READING TEXT>

Raising kids is the ultimate science experiment. Of course there are the things you cannot change and I’m afraid there are more of these genetically determined constants than is fair or comforting. However there are variables to play with and affect and hopefully improve.
Lately when I pick my kids up from school, my 4 year old son especially, starts immediately asking to go somewhere or do something. His requests always crescendo into tears for toys. He is SO toy crazy! I wonder if this is a boy thing?! I generally stick to Christmas, birthdays, and very special rewards as a general rule but I have bought the kids toys for no good reason before. I know I can’t give into this and I don’t want to. We already have way too many plastic objects all over the house. We typically do one play-date with their cousin and one library visit and the other days we go home. I think they need down time and they really enjoy it. But these tantrums are really getting to me.
Why can’t he just be happy to see me like I am him?!

THE DATA>

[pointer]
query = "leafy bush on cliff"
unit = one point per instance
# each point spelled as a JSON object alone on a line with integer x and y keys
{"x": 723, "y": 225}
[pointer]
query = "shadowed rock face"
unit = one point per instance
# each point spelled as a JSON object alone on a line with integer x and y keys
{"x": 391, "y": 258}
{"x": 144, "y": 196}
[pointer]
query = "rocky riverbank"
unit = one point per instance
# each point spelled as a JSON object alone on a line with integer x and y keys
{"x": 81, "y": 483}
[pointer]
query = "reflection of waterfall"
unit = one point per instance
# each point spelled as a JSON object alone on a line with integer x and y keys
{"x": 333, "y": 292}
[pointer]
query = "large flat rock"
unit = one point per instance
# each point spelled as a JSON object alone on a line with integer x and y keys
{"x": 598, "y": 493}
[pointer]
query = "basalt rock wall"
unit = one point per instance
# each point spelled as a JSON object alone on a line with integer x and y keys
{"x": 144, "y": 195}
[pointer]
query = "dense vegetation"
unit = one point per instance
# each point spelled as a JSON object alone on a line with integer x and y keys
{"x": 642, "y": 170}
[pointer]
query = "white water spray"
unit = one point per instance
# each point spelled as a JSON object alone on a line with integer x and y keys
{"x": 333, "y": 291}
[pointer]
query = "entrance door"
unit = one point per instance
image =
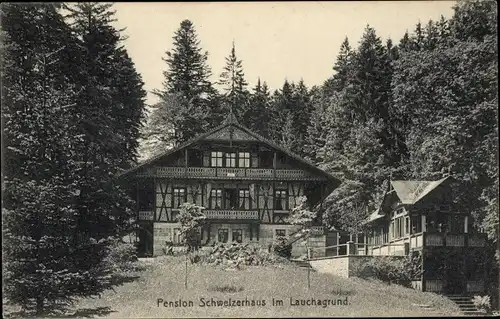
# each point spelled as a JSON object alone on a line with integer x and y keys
{"x": 455, "y": 279}
{"x": 145, "y": 244}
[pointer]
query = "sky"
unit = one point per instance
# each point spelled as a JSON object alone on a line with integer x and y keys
{"x": 275, "y": 40}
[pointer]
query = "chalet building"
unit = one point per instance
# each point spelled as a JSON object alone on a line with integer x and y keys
{"x": 247, "y": 184}
{"x": 419, "y": 216}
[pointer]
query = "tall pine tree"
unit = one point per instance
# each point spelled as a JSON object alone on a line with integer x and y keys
{"x": 46, "y": 260}
{"x": 186, "y": 91}
{"x": 258, "y": 111}
{"x": 234, "y": 87}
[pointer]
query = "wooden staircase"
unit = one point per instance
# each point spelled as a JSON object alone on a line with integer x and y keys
{"x": 466, "y": 305}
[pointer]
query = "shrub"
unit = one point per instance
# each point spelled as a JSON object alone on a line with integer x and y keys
{"x": 282, "y": 248}
{"x": 391, "y": 269}
{"x": 238, "y": 255}
{"x": 482, "y": 303}
{"x": 121, "y": 256}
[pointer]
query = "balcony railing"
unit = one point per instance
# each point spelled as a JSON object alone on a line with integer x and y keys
{"x": 455, "y": 240}
{"x": 232, "y": 214}
{"x": 146, "y": 215}
{"x": 230, "y": 173}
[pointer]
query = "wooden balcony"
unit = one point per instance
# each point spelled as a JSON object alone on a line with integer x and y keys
{"x": 146, "y": 215}
{"x": 429, "y": 239}
{"x": 229, "y": 173}
{"x": 454, "y": 240}
{"x": 231, "y": 214}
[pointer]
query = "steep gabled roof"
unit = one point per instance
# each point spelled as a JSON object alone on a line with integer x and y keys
{"x": 410, "y": 192}
{"x": 231, "y": 121}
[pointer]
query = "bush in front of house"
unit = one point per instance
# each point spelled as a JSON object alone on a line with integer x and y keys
{"x": 236, "y": 256}
{"x": 121, "y": 256}
{"x": 391, "y": 269}
{"x": 482, "y": 303}
{"x": 282, "y": 248}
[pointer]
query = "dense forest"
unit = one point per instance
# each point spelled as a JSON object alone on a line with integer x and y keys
{"x": 74, "y": 112}
{"x": 419, "y": 109}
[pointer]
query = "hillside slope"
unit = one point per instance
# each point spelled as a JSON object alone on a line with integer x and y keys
{"x": 164, "y": 279}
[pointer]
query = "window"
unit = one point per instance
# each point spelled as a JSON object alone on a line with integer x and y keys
{"x": 238, "y": 235}
{"x": 244, "y": 199}
{"x": 280, "y": 200}
{"x": 230, "y": 159}
{"x": 280, "y": 232}
{"x": 407, "y": 225}
{"x": 216, "y": 159}
{"x": 179, "y": 197}
{"x": 146, "y": 196}
{"x": 456, "y": 223}
{"x": 230, "y": 200}
{"x": 255, "y": 160}
{"x": 223, "y": 235}
{"x": 244, "y": 159}
{"x": 177, "y": 238}
{"x": 216, "y": 199}
{"x": 416, "y": 224}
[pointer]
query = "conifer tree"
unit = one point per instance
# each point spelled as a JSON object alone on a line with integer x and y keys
{"x": 109, "y": 106}
{"x": 258, "y": 111}
{"x": 46, "y": 258}
{"x": 234, "y": 87}
{"x": 186, "y": 89}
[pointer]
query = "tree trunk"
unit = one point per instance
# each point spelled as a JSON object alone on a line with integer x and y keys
{"x": 39, "y": 305}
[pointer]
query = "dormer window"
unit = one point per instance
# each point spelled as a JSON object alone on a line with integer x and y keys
{"x": 216, "y": 159}
{"x": 230, "y": 159}
{"x": 244, "y": 159}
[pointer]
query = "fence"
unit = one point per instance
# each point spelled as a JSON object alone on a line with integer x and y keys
{"x": 360, "y": 249}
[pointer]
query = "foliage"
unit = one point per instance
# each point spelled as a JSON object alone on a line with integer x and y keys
{"x": 191, "y": 219}
{"x": 482, "y": 303}
{"x": 391, "y": 269}
{"x": 282, "y": 247}
{"x": 121, "y": 256}
{"x": 289, "y": 116}
{"x": 62, "y": 151}
{"x": 238, "y": 255}
{"x": 234, "y": 87}
{"x": 446, "y": 101}
{"x": 188, "y": 103}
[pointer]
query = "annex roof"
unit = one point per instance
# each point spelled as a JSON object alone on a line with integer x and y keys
{"x": 408, "y": 192}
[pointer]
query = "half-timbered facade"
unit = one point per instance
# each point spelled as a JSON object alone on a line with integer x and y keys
{"x": 246, "y": 183}
{"x": 420, "y": 216}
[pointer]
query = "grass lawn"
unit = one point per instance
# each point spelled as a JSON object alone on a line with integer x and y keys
{"x": 164, "y": 279}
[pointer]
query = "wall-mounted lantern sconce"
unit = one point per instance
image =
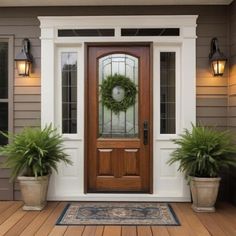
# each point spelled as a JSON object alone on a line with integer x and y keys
{"x": 217, "y": 58}
{"x": 24, "y": 59}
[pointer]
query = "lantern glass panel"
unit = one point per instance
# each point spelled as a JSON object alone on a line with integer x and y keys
{"x": 218, "y": 67}
{"x": 23, "y": 67}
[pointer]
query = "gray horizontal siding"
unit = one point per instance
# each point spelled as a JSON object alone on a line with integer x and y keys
{"x": 212, "y": 93}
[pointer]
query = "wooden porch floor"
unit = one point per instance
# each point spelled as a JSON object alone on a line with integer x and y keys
{"x": 14, "y": 221}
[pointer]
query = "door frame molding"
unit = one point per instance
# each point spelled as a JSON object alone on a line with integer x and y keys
{"x": 168, "y": 184}
{"x": 126, "y": 44}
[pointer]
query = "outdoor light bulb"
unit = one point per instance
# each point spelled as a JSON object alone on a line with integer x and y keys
{"x": 21, "y": 67}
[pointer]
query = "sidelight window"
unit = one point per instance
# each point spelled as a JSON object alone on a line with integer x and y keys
{"x": 69, "y": 92}
{"x": 168, "y": 92}
{"x": 4, "y": 76}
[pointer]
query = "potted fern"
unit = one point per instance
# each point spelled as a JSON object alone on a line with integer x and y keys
{"x": 32, "y": 155}
{"x": 201, "y": 154}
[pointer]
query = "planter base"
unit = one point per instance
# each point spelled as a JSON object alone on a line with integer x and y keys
{"x": 34, "y": 192}
{"x": 203, "y": 209}
{"x": 34, "y": 208}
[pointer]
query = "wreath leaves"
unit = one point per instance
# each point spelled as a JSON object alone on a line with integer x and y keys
{"x": 106, "y": 93}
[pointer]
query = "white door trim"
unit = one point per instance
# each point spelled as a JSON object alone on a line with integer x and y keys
{"x": 168, "y": 184}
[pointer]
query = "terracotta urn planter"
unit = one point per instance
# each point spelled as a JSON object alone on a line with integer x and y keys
{"x": 204, "y": 193}
{"x": 34, "y": 192}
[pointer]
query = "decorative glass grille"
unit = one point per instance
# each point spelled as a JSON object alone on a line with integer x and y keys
{"x": 124, "y": 124}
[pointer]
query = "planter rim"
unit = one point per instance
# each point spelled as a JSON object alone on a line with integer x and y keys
{"x": 22, "y": 177}
{"x": 203, "y": 179}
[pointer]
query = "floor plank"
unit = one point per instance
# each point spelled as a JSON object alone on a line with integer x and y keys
{"x": 32, "y": 228}
{"x": 210, "y": 224}
{"x": 193, "y": 221}
{"x": 58, "y": 230}
{"x": 15, "y": 221}
{"x": 144, "y": 231}
{"x": 7, "y": 213}
{"x": 112, "y": 231}
{"x": 11, "y": 221}
{"x": 49, "y": 224}
{"x": 159, "y": 231}
{"x": 224, "y": 224}
{"x": 185, "y": 229}
{"x": 129, "y": 230}
{"x": 22, "y": 223}
{"x": 74, "y": 230}
{"x": 5, "y": 205}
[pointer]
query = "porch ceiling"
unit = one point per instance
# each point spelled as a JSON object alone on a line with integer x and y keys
{"x": 21, "y": 3}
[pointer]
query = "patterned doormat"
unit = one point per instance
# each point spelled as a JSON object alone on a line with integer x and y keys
{"x": 118, "y": 213}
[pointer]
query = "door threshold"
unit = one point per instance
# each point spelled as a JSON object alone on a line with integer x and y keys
{"x": 120, "y": 197}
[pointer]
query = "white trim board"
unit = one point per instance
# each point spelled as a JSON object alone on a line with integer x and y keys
{"x": 168, "y": 184}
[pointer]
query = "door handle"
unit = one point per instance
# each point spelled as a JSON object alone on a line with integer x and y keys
{"x": 145, "y": 132}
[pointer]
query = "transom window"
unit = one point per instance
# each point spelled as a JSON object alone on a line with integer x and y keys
{"x": 131, "y": 32}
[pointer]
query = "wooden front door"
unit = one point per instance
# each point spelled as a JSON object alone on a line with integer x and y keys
{"x": 119, "y": 144}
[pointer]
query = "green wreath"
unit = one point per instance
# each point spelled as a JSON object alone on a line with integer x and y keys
{"x": 124, "y": 83}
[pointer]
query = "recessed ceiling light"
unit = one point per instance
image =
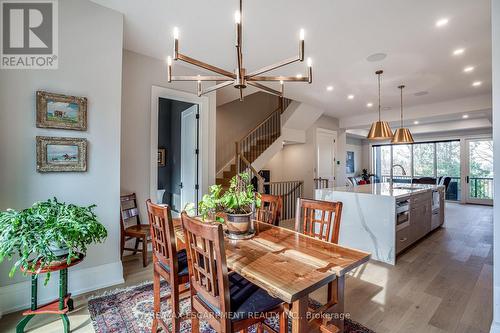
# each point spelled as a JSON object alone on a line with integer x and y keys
{"x": 442, "y": 22}
{"x": 376, "y": 57}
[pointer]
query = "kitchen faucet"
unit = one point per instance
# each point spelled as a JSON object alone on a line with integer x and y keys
{"x": 392, "y": 173}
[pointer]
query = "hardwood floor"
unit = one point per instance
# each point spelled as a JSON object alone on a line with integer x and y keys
{"x": 442, "y": 284}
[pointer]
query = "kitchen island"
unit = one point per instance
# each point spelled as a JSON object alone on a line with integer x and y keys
{"x": 384, "y": 219}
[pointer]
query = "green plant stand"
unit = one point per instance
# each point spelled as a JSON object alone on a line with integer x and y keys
{"x": 61, "y": 306}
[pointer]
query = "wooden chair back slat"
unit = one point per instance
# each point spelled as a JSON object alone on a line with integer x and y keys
{"x": 163, "y": 235}
{"x": 270, "y": 209}
{"x": 129, "y": 210}
{"x": 319, "y": 219}
{"x": 207, "y": 262}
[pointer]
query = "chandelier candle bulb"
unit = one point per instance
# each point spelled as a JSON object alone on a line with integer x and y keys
{"x": 169, "y": 69}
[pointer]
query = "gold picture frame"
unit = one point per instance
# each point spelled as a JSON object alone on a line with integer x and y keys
{"x": 61, "y": 111}
{"x": 56, "y": 154}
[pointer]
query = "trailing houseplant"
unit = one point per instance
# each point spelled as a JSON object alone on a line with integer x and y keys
{"x": 47, "y": 232}
{"x": 234, "y": 207}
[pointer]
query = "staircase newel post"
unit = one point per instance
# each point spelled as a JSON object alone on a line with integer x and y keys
{"x": 237, "y": 157}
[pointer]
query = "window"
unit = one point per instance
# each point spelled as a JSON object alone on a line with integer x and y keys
{"x": 426, "y": 159}
{"x": 423, "y": 160}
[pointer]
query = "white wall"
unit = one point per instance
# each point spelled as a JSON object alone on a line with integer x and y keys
{"x": 356, "y": 146}
{"x": 90, "y": 64}
{"x": 298, "y": 161}
{"x": 495, "y": 19}
{"x": 140, "y": 74}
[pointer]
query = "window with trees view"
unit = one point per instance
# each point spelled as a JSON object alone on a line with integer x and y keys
{"x": 427, "y": 159}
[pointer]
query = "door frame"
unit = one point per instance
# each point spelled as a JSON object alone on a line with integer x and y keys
{"x": 207, "y": 143}
{"x": 465, "y": 172}
{"x": 335, "y": 151}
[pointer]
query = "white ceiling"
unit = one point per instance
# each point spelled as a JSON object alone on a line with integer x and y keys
{"x": 340, "y": 35}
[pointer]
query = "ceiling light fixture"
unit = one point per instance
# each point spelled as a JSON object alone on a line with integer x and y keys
{"x": 380, "y": 130}
{"x": 442, "y": 22}
{"x": 240, "y": 79}
{"x": 402, "y": 134}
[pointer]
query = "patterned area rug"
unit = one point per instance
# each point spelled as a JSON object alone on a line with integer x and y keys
{"x": 130, "y": 310}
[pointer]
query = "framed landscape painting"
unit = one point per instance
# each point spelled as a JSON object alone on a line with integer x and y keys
{"x": 54, "y": 154}
{"x": 61, "y": 111}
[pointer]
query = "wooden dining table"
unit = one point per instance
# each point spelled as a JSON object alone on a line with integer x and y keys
{"x": 290, "y": 266}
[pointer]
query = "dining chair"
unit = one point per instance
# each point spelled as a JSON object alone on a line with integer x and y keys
{"x": 319, "y": 219}
{"x": 131, "y": 227}
{"x": 168, "y": 263}
{"x": 228, "y": 302}
{"x": 270, "y": 209}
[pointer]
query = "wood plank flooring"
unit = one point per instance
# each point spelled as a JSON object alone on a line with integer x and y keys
{"x": 443, "y": 284}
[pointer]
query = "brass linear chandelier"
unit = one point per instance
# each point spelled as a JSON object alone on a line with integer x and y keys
{"x": 240, "y": 79}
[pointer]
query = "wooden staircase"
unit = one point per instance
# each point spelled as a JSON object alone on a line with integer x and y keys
{"x": 253, "y": 144}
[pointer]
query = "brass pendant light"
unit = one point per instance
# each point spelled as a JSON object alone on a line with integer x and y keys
{"x": 380, "y": 130}
{"x": 402, "y": 134}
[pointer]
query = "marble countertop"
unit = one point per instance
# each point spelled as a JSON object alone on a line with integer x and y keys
{"x": 386, "y": 189}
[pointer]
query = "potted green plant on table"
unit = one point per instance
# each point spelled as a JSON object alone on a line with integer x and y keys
{"x": 47, "y": 233}
{"x": 234, "y": 207}
{"x": 365, "y": 177}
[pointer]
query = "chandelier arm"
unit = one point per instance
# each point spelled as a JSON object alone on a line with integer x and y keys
{"x": 265, "y": 88}
{"x": 279, "y": 78}
{"x": 272, "y": 67}
{"x": 199, "y": 78}
{"x": 204, "y": 65}
{"x": 217, "y": 86}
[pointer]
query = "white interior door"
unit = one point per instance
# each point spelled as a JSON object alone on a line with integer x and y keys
{"x": 325, "y": 154}
{"x": 479, "y": 168}
{"x": 189, "y": 158}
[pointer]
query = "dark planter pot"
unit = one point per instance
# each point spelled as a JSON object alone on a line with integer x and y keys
{"x": 238, "y": 224}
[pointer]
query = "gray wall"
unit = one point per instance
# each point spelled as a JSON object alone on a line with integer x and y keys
{"x": 236, "y": 119}
{"x": 495, "y": 19}
{"x": 90, "y": 64}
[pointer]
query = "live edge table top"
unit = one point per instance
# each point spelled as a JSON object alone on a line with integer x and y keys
{"x": 287, "y": 264}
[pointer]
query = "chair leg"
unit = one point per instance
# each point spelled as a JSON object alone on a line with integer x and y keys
{"x": 283, "y": 322}
{"x": 174, "y": 299}
{"x": 136, "y": 246}
{"x": 156, "y": 301}
{"x": 195, "y": 321}
{"x": 144, "y": 251}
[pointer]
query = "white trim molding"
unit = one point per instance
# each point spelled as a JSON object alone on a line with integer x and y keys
{"x": 17, "y": 296}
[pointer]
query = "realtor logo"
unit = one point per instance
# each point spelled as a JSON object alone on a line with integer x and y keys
{"x": 29, "y": 34}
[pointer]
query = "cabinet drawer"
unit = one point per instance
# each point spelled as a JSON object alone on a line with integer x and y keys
{"x": 402, "y": 239}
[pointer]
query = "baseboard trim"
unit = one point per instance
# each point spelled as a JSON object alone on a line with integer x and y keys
{"x": 17, "y": 296}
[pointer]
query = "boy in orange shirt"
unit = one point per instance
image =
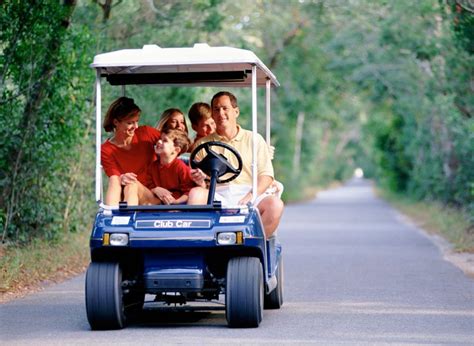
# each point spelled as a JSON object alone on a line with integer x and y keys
{"x": 168, "y": 177}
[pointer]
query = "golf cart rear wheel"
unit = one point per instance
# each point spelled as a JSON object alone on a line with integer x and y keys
{"x": 104, "y": 301}
{"x": 244, "y": 292}
{"x": 274, "y": 300}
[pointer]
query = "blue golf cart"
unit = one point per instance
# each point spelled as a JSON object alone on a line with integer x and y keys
{"x": 183, "y": 253}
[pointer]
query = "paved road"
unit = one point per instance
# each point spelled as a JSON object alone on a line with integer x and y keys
{"x": 355, "y": 273}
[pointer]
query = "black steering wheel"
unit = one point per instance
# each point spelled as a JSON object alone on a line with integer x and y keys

DESCRIPTION OF THE TASK>
Continue the passage on a parent's after-school struggles with a young son's toy tantrums from the point where it ends.

RESPONSE TO THIS EXERCISE>
This morning I had a breakthrough. Maybe school, even though it is just pre-school, feels like an accomplishment for my son and therefore he is looking for a reward. When I was working 8-10 hour days at an office, I would be looking for a reward at the end of the day too. As an adult I could help myself or rely on my self-discipline that comes with maturity. But my son is only 4.
To test out my hypothesis I am going to tell my son I have a small reward/surprise for him for his “accomplishment”. I am going to make a special snack perhaps and grab a video from the library. The reward/surprise I really think it is going to work! I also think that the rewards could get even smaller and less frequent over time and and still satisfy him.
If you do something like this already I would really love to hear your reward/surprise ideas!